DATA RECORDS:
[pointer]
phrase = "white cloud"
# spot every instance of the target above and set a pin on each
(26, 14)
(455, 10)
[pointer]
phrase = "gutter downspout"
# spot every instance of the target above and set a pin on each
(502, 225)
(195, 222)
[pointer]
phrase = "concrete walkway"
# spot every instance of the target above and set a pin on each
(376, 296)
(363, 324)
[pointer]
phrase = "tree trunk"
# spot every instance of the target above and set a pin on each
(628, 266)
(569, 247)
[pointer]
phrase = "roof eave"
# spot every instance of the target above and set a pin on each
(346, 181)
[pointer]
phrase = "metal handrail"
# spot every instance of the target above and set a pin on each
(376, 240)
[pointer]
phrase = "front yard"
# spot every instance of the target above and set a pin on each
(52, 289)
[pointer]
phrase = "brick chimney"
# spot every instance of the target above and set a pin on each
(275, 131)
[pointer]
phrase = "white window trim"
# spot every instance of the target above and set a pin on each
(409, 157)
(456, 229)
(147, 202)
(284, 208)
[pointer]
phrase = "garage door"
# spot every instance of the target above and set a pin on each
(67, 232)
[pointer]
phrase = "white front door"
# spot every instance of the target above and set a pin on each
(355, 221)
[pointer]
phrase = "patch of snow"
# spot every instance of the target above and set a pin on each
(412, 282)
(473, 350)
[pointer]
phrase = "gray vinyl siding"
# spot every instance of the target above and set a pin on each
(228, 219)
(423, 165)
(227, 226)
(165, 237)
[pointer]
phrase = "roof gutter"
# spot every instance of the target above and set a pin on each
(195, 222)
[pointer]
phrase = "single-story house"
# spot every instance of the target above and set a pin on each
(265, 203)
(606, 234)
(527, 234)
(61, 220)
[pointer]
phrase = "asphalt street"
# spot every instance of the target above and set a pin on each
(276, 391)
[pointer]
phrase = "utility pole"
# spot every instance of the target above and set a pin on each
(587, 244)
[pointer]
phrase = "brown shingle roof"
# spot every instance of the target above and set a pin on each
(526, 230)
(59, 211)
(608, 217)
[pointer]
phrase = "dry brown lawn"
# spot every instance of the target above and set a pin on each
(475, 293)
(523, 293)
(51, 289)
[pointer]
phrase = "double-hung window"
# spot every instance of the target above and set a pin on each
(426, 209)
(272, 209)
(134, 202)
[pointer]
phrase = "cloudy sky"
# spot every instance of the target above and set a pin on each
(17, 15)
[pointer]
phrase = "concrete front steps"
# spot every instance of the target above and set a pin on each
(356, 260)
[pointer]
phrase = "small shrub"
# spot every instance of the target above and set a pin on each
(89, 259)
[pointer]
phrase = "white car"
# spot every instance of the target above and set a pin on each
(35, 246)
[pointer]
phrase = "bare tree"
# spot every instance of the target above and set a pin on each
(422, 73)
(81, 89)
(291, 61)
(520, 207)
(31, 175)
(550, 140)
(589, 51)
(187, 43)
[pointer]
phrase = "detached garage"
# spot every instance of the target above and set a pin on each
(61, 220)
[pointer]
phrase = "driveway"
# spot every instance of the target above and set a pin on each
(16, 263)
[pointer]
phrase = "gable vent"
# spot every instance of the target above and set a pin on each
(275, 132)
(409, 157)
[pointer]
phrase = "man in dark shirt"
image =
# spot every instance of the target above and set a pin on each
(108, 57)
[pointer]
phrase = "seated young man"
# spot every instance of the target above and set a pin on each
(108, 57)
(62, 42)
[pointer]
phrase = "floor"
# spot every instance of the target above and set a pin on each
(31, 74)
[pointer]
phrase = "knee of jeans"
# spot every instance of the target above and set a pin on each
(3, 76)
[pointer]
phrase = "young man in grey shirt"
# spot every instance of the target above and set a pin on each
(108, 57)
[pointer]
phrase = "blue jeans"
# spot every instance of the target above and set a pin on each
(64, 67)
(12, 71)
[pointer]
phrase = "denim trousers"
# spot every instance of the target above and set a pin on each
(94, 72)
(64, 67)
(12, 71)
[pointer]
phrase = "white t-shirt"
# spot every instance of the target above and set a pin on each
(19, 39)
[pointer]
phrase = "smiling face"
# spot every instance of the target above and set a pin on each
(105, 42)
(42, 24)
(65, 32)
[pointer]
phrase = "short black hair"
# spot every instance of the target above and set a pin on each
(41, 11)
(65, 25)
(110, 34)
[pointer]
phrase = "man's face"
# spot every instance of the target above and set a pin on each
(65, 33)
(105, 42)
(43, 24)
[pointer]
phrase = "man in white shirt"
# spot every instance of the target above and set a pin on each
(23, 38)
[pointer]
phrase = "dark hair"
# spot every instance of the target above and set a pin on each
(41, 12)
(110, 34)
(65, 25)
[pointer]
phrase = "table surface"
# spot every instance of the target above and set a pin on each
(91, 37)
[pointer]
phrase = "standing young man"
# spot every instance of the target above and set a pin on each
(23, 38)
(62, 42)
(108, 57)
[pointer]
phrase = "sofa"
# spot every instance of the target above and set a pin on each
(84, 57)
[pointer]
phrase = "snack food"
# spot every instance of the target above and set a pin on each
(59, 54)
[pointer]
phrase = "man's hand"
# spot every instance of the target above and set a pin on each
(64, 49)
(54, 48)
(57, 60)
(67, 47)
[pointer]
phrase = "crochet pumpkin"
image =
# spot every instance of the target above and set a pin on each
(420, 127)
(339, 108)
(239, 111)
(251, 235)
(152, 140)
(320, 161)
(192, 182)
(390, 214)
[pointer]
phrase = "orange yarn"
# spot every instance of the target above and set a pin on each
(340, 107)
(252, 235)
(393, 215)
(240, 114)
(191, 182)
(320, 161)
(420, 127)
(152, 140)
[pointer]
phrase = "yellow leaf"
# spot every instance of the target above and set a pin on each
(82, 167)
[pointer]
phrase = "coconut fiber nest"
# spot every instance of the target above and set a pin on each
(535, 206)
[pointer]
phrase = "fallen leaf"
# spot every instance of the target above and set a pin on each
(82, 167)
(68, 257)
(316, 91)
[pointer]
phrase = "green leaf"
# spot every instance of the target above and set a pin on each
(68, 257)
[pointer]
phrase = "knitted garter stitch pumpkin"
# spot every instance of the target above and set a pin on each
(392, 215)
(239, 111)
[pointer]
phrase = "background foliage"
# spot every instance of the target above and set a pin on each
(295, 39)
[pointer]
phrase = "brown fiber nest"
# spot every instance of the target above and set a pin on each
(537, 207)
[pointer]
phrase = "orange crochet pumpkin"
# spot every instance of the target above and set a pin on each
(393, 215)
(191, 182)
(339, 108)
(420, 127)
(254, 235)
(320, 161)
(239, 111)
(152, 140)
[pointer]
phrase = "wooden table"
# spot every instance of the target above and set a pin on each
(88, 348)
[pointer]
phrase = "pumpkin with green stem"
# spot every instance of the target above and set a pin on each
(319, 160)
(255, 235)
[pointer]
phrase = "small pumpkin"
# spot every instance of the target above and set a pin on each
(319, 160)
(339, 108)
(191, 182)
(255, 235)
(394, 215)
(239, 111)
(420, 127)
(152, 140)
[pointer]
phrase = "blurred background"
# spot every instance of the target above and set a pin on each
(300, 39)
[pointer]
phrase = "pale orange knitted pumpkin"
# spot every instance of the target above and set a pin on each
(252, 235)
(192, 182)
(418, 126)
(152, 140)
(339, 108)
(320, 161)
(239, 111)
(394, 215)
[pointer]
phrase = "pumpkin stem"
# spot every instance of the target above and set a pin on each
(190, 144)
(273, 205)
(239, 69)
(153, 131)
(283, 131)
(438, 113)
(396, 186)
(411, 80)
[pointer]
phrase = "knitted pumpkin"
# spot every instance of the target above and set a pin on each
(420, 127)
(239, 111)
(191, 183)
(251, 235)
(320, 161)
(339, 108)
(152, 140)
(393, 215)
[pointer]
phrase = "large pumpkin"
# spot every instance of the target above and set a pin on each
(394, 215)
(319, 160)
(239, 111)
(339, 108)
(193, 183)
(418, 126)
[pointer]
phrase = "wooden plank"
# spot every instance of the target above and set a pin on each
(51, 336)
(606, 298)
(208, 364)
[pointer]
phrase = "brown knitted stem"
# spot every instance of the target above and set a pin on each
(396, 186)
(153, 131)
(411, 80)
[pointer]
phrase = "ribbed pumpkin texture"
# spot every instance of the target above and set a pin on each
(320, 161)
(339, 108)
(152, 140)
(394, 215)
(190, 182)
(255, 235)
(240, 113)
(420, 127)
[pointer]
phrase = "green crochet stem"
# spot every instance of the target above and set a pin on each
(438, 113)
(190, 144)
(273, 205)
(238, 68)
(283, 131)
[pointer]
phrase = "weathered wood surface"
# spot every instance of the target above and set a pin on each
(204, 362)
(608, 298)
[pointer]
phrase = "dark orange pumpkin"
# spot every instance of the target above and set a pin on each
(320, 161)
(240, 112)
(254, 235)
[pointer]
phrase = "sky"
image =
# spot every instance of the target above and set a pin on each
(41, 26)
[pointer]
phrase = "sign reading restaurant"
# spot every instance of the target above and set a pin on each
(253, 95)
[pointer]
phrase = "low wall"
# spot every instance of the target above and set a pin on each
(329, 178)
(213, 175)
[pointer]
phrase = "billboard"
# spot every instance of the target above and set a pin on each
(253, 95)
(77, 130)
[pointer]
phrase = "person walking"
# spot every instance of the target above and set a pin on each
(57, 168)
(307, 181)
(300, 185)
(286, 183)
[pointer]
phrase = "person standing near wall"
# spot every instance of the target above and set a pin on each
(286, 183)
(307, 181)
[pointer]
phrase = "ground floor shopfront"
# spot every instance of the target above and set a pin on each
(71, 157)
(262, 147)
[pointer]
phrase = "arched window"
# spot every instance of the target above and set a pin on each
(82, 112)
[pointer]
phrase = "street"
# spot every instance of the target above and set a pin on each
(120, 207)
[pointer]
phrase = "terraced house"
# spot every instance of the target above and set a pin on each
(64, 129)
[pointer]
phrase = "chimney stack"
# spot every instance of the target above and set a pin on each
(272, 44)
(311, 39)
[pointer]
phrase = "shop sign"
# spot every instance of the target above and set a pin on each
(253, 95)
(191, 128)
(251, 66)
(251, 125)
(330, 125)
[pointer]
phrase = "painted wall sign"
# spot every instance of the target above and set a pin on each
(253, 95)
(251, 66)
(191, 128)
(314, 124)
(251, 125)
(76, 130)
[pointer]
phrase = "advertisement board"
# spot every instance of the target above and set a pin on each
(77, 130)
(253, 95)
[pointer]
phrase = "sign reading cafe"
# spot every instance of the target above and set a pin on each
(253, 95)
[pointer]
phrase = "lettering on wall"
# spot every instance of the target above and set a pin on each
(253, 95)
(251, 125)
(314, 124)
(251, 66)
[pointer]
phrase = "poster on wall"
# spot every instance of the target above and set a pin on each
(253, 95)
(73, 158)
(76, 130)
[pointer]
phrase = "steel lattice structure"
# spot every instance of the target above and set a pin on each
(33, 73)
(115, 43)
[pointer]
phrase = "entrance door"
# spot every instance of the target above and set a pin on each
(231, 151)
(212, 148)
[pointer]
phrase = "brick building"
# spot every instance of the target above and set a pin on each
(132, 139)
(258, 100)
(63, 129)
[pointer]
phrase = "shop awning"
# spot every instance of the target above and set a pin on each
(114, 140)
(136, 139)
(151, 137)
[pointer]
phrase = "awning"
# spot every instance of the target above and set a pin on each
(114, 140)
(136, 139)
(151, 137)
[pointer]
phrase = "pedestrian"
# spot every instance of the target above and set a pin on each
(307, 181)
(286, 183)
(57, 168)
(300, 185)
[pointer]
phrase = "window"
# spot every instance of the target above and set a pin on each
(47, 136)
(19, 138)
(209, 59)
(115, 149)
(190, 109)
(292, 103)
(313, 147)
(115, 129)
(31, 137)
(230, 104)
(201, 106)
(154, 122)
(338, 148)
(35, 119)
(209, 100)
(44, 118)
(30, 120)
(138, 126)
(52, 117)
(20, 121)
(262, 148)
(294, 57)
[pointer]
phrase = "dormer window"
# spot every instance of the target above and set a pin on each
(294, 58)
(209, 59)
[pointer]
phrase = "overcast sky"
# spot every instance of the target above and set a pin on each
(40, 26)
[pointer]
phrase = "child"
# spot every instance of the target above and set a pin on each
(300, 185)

WHAT THIS TASK INVOLVES: All lines of the listing holding the string "fiber" must be returned, copied as they stand.

RESPONSE TO THIS EXERCISE:
phrase = "coconut fiber nest"
phrase = "brown fiber nest"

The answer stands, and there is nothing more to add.